Format the data below as a JSON list of strings, with one string per line and blank lines omitted.

┌─ Items

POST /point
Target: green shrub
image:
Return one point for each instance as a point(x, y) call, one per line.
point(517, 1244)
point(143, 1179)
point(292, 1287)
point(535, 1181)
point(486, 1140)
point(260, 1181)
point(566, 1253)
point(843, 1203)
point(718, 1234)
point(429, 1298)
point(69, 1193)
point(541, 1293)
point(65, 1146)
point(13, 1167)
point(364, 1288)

└─

__Solved exercise__:
[
  "POST /point",
  "Target: green shrub",
  "image:",
  "Return one point for each instance as a point(x, y) call, one per line.",
  "point(517, 1244)",
  "point(143, 1179)",
  "point(292, 1287)",
  "point(535, 1181)",
  "point(486, 1140)",
  "point(260, 1181)",
  "point(566, 1253)",
  "point(843, 1203)",
  "point(718, 1234)",
  "point(429, 1298)",
  "point(69, 1193)",
  "point(541, 1293)",
  "point(65, 1146)",
  "point(13, 1167)",
  "point(364, 1288)"
]